Point-per-instance localization data -
####
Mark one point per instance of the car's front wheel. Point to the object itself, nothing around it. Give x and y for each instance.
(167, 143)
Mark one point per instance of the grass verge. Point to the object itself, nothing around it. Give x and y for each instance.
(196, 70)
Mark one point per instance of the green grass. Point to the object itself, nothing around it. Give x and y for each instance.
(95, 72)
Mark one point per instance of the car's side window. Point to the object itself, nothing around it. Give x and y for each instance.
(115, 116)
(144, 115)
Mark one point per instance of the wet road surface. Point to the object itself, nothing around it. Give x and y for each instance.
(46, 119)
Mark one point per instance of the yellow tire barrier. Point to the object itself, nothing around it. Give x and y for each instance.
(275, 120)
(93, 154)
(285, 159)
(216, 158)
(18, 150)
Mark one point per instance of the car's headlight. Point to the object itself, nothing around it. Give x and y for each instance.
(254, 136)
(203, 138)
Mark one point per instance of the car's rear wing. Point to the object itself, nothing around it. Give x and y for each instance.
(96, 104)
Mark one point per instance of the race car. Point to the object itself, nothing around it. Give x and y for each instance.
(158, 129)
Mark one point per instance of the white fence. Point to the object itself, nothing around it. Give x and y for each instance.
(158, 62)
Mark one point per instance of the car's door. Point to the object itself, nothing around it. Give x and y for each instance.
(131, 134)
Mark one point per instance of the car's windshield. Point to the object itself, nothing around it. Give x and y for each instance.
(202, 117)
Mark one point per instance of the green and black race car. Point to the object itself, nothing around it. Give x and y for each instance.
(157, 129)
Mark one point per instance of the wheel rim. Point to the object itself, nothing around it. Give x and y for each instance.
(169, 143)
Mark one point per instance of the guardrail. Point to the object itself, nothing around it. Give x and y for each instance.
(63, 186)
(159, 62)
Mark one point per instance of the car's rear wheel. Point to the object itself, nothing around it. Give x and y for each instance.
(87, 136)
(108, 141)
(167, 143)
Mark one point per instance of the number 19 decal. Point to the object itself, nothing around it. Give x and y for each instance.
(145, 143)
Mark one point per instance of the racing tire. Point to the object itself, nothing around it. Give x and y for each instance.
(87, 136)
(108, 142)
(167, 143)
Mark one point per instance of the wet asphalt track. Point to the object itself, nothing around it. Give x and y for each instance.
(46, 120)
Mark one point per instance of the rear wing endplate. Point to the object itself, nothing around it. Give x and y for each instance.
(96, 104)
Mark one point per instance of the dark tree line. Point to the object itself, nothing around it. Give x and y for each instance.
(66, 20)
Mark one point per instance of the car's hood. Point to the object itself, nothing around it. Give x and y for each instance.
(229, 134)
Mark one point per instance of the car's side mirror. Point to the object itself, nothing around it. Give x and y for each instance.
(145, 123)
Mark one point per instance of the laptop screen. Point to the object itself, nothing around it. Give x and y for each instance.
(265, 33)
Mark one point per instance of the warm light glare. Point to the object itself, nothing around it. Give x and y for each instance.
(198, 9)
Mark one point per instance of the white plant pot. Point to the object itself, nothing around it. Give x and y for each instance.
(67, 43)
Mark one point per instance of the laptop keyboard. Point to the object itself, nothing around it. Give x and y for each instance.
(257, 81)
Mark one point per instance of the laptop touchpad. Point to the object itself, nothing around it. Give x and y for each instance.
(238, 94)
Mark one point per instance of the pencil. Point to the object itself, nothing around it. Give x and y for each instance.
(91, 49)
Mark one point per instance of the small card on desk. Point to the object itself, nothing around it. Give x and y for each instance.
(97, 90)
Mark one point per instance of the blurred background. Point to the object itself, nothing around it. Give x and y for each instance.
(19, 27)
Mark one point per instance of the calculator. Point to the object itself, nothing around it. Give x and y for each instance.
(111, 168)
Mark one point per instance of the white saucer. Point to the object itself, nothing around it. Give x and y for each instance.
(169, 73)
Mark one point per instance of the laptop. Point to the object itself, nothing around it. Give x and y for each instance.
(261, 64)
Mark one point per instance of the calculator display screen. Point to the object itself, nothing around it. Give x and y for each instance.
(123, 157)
####
What needs to be done -
Give back all of the entries above, unchanged in every word.

Written solution -
Mark one point per instance of the car's front wheel. Point to the object itself, nothing around it. Give x and y for each instance.
(167, 143)
Mark one point per instance of the grass verge. Point to the object itself, nothing around it. Give x and y for each instance.
(196, 70)
Mark one point per instance of the green grass. Point to the object itself, nothing around it. Give x and y for each instance.
(95, 72)
Mark one point per instance of the car's side window. Point to the object itself, nothing around it. Give x and y for each instance.
(115, 116)
(144, 115)
Mark one point per instance of the wet road surface. Point to the object itself, nothing around it. Give x and y for each instance.
(46, 119)
Mark one point per instance of the yellow tire barrier. Point to the object itself, nothing around it. Give x and y for each instance.
(275, 120)
(93, 154)
(285, 159)
(216, 158)
(18, 150)
Mark one point per instance of the car's headlight. Point to the object itself, nothing around it. Give x and y for each instance.
(254, 136)
(203, 138)
Mark one point per instance of the car's rear wing. Point to the object itself, nothing around it. Give x and y for each instance.
(96, 104)
Mark one point per instance of the race car. Point to the object itself, nothing around it. Give x and y for each instance.
(158, 129)
Mark one point per instance of the white fence. Point to the object itself, nothing around it. Give x and y for each instance.
(158, 62)
Mark one point per instance of the car's door. Point to the object itself, nothing around it. Give x and y for each instance.
(131, 134)
Mark one point per instance of the car's windshield. Point to the object itself, nothing around it. Give x and y for each instance.
(202, 117)
Mark one point per instance of the green and black race car. Point to the object itself, nothing around it. Give x and y for each instance.
(157, 129)
Mark one point per instance of the wheel rim. Point to the object itself, nothing around it. Give x and y for each instance.
(169, 143)
Mark one point per instance of the guardrail. Point to the object itself, nothing around it. Give x and y for each instance.
(63, 186)
(159, 62)
Mark one point per instance of the car's rear wheel. Point to the object itself, nothing around it. Give x and y for each instance.
(87, 136)
(108, 141)
(167, 143)
Mark one point per instance of the number 19 decal. Point to the object itself, nothing around it. Give x and y for each instance.
(145, 143)
Mark one point per instance of the racing tire. Point to the object itself, nothing around it. Give x and y for each instance.
(87, 136)
(108, 142)
(167, 143)
Mark one point per instance of the wet asphalt track. Point to the object itself, nothing around it. Give x and y for each instance.
(46, 120)
Mark one point per instance of the rear wing endplate. Point to the object itself, nothing around it. Give x and y for each instance.
(96, 104)
Mark one point per instance of the dark tree line. Point to the object itself, nothing around it. Give x and y for each instance.
(66, 20)
Mark one point per instance of the car's hood. Point to the object itself, nothing around it. Give x and y for each instance.
(229, 134)
Mark one point per instance of the car's side mirror. Point to the object itself, nothing around it. Give x and y for each instance.
(145, 123)
Mark one point per instance of the laptop screen. Point to the object itself, nothing around it. Give x and y for each instance.
(265, 33)
Mark one point per instance of the warm light glare. Point to the object itself, nothing around it. Give x and y for each instance.
(198, 9)
Mark one point per instance of the white plant pot. Point to the object itself, nothing around it. Give x and y for each instance.
(67, 43)
Mark one point per instance of the laptop keyboard. Point to the object itself, nothing around it. Give x and y for each instance.
(257, 81)
Mark one point per instance of the laptop touchpad. Point to the object itself, nothing around it. Give x and y for each instance.
(238, 94)
Mark one point per instance of the pencil. Point to the object itself, nothing around it. Give x and y for each instance.
(91, 49)
Mark one point per instance of the small card on desk. Point to the object itself, nothing around it. Give x and y for each instance.
(97, 90)
Mark one point per instance of the blurred background. Point to the object itself, nothing around it. Give x and y for each instance.
(19, 27)
Mark one point per instance of the calculator. Point to the object itself, nothing around it. Give x and y for each instance.
(111, 168)
Mark one point per instance of the white saucer. Point to the object itself, nothing around it. Give x and y for each instance.
(169, 73)
Mark one point per instance of the laptop. Point to the object itself, nothing around it. Give x and y for each instance.
(261, 64)
Mark one point per instance of the calculator display screen. Point to the object itself, nothing around it. Give x and y for each instance.
(123, 157)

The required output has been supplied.